:: Extracted information ::

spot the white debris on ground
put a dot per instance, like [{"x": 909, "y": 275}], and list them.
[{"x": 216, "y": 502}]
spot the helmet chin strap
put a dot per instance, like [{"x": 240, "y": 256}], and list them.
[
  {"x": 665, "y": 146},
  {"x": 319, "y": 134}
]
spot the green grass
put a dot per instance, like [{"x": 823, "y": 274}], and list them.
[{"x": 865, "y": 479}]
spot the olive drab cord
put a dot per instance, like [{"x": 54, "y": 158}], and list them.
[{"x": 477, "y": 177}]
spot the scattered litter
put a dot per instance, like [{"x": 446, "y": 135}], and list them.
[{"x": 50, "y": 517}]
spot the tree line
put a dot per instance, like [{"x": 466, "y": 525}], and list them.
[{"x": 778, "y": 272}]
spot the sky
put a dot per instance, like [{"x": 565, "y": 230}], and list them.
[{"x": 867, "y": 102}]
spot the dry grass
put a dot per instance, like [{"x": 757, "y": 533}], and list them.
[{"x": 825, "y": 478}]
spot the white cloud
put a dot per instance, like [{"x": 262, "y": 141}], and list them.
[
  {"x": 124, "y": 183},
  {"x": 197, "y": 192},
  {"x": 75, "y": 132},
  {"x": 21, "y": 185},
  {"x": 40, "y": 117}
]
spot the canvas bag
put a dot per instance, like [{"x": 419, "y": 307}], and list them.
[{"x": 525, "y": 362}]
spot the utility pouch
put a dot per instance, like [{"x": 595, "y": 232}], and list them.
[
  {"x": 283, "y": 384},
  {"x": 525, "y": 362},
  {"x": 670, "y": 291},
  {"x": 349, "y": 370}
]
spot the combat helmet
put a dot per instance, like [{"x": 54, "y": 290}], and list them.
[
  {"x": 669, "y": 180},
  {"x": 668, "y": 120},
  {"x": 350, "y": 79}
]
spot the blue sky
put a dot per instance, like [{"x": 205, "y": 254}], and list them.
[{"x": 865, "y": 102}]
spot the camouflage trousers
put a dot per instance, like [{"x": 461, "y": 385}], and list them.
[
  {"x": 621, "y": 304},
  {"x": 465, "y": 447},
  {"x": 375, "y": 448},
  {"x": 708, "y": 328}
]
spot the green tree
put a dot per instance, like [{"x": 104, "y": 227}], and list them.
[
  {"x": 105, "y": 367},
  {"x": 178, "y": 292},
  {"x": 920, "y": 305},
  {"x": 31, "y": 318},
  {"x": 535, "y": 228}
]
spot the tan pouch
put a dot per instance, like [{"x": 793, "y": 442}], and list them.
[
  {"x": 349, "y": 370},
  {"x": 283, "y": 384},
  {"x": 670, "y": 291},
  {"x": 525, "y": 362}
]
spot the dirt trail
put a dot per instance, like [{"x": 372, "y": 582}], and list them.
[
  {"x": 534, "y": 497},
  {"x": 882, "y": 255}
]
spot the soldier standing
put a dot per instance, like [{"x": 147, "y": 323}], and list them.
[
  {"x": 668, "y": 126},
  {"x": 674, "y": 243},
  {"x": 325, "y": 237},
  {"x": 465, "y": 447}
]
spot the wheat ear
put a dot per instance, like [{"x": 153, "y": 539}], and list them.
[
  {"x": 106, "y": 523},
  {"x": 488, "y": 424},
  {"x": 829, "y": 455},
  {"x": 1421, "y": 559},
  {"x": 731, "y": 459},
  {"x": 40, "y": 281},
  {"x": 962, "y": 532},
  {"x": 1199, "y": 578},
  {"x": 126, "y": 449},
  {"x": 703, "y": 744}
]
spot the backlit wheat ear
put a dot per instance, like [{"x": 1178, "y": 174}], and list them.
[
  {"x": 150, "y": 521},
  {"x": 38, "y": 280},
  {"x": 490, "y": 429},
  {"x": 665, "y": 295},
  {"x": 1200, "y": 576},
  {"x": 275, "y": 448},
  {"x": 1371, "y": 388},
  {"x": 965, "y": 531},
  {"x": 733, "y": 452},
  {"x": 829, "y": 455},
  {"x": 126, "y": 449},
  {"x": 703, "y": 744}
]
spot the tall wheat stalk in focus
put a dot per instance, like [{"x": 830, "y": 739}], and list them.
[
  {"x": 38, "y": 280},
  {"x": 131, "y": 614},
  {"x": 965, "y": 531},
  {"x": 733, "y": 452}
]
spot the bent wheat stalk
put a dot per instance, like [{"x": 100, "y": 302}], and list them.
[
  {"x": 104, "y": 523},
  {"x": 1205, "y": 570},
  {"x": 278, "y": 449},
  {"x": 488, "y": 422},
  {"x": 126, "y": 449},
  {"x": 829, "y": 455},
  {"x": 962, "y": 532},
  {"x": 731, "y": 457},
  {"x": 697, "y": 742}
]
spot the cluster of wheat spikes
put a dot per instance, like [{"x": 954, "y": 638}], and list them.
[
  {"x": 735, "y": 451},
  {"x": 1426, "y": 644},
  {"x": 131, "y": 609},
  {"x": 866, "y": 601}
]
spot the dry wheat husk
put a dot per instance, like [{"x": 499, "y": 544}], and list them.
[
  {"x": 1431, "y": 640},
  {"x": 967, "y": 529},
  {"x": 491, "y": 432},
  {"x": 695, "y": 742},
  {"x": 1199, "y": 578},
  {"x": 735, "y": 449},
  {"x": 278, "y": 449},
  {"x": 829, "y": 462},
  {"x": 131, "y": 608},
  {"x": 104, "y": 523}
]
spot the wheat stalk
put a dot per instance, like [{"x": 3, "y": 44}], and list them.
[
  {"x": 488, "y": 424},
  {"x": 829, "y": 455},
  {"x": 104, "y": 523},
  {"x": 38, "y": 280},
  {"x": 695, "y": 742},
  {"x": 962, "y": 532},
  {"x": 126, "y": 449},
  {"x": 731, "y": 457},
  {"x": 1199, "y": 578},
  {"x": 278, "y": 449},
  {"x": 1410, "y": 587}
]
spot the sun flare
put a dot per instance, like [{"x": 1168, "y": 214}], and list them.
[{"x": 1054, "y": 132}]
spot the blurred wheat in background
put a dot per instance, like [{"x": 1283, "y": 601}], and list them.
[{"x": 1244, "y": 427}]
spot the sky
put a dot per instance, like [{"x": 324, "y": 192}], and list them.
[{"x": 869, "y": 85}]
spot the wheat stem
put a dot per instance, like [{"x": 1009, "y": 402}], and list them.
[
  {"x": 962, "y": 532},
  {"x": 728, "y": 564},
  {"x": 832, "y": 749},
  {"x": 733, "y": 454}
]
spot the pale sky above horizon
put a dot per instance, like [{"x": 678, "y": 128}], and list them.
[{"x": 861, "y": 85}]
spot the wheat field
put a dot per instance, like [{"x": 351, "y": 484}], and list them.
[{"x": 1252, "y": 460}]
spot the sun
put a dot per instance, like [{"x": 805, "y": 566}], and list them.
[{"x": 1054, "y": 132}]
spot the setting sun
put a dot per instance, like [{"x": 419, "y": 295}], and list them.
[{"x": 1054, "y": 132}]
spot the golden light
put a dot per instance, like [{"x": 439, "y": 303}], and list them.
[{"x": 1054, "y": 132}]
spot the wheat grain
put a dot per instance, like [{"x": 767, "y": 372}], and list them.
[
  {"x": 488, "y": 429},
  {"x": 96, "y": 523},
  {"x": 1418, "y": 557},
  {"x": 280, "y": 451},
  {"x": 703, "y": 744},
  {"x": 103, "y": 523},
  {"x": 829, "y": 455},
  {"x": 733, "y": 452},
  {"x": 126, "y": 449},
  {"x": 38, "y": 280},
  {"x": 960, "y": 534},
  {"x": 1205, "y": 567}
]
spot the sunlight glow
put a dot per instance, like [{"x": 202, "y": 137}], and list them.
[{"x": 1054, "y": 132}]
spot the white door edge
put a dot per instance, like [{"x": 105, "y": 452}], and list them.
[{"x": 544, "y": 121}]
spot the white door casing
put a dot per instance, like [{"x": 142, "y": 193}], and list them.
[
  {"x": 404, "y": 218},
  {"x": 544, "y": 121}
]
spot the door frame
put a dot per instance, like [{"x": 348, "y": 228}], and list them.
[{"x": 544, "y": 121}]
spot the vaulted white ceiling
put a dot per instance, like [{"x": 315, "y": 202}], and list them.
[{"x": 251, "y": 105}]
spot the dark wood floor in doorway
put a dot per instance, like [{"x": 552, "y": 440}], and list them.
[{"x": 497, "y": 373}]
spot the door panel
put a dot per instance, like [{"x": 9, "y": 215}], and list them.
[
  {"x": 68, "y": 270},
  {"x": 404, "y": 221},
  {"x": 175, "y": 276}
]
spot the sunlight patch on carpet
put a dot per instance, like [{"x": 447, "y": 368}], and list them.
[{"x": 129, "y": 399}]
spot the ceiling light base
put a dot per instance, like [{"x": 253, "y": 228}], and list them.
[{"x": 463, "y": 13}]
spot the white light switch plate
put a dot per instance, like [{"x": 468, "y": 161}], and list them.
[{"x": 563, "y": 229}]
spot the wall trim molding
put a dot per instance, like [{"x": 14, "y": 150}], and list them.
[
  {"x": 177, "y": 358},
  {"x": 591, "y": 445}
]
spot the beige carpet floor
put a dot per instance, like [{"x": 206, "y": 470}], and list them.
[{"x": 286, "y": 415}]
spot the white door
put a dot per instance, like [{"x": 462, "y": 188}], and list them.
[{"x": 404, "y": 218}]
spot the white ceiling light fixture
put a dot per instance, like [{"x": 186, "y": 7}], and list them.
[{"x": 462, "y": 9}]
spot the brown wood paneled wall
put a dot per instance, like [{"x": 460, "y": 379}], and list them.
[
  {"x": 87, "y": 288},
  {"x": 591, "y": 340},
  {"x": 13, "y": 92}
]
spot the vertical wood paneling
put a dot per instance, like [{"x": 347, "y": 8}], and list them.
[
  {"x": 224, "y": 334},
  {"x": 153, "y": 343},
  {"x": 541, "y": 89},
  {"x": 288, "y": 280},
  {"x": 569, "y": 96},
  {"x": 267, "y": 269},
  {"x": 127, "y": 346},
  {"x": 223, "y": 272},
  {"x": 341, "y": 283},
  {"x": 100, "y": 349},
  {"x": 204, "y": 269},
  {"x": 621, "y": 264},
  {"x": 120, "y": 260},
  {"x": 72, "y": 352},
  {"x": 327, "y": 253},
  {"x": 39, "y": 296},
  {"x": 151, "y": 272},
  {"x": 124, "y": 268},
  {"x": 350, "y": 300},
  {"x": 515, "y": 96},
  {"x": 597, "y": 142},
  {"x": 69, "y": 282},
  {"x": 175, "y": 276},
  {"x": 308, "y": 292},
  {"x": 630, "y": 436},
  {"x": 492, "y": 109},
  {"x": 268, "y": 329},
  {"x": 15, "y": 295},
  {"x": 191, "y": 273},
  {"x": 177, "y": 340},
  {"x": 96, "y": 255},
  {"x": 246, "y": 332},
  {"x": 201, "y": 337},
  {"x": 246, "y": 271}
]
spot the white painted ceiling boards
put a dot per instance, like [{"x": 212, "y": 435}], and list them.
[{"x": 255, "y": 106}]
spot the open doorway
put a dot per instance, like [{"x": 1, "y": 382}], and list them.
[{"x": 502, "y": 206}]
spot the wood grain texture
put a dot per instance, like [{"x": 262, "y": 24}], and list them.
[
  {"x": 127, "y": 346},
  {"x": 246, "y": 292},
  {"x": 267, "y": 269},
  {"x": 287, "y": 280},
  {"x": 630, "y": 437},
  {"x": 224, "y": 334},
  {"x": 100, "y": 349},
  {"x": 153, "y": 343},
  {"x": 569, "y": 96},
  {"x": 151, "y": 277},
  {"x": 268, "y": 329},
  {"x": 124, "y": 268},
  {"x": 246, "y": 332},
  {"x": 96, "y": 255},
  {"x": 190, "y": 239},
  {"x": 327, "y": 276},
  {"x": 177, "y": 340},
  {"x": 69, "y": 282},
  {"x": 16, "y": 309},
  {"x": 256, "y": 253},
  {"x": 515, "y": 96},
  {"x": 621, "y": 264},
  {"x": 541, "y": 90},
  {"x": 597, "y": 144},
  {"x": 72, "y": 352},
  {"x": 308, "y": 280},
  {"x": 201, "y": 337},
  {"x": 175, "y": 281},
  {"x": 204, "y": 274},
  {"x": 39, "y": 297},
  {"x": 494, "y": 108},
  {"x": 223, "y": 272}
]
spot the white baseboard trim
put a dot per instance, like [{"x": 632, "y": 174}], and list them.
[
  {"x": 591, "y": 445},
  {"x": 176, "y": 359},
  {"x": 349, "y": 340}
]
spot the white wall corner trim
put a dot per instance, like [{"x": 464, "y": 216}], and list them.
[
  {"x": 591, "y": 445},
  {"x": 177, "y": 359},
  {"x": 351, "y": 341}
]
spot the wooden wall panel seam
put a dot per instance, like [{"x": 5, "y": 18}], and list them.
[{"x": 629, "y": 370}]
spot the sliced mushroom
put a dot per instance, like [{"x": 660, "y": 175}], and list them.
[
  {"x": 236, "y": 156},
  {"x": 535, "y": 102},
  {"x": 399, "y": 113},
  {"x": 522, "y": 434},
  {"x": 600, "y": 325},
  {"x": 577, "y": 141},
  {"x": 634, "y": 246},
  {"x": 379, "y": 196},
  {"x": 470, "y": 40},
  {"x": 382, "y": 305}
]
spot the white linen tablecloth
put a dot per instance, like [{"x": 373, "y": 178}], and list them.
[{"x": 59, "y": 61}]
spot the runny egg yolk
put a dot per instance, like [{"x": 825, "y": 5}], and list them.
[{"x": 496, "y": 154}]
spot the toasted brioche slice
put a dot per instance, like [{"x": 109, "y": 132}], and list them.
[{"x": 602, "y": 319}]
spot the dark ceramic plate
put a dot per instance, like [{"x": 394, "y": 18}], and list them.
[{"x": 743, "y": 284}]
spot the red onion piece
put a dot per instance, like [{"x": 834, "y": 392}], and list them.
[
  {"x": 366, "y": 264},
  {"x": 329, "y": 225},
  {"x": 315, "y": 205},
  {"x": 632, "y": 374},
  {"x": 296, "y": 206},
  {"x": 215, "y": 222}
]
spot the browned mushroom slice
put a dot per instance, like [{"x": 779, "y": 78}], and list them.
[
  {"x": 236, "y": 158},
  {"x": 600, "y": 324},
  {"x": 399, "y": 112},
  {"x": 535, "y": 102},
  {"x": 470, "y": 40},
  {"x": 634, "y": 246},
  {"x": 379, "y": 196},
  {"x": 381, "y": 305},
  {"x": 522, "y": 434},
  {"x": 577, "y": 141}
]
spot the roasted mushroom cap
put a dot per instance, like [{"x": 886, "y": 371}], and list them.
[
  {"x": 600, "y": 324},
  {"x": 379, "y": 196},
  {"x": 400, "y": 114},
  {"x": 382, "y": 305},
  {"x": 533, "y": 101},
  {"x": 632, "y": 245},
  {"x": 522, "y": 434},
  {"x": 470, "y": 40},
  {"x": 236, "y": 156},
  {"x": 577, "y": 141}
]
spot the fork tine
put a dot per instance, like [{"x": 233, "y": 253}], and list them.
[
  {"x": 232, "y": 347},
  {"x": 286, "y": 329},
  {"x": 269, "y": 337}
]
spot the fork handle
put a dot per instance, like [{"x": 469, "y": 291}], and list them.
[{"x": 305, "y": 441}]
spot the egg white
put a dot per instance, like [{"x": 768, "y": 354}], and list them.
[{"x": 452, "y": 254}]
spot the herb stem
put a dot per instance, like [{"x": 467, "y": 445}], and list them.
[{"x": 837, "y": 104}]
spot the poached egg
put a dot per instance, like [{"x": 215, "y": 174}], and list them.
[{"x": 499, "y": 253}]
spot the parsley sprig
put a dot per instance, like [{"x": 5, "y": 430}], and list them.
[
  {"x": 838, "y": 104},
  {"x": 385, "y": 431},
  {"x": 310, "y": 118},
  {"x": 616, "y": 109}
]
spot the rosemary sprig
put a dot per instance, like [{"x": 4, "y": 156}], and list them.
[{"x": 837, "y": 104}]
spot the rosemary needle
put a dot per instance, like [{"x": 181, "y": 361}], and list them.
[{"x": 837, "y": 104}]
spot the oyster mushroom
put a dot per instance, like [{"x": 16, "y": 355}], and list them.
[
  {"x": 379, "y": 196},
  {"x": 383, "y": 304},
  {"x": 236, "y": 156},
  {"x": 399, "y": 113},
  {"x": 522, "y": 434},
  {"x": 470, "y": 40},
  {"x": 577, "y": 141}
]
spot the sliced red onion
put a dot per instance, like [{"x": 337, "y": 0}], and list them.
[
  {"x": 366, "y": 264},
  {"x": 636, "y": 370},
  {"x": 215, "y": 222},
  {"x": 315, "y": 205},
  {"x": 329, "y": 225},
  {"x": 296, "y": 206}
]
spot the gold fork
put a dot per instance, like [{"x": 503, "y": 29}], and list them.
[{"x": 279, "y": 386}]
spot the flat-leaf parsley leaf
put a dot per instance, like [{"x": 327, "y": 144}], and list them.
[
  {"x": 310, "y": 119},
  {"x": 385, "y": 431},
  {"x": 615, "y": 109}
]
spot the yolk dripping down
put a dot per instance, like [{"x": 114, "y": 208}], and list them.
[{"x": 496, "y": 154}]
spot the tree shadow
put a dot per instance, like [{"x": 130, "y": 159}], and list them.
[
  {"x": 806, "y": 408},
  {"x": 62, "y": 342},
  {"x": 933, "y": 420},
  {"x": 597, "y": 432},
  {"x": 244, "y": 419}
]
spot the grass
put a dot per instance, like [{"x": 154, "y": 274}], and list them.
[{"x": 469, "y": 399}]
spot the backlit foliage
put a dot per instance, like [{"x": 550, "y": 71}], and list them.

:::

→ **Task item**: Scan the entries and show every line in which the word "sprig" is found.

→ **Answer box**:
spot the parsley sprig
spot the rosemary sprig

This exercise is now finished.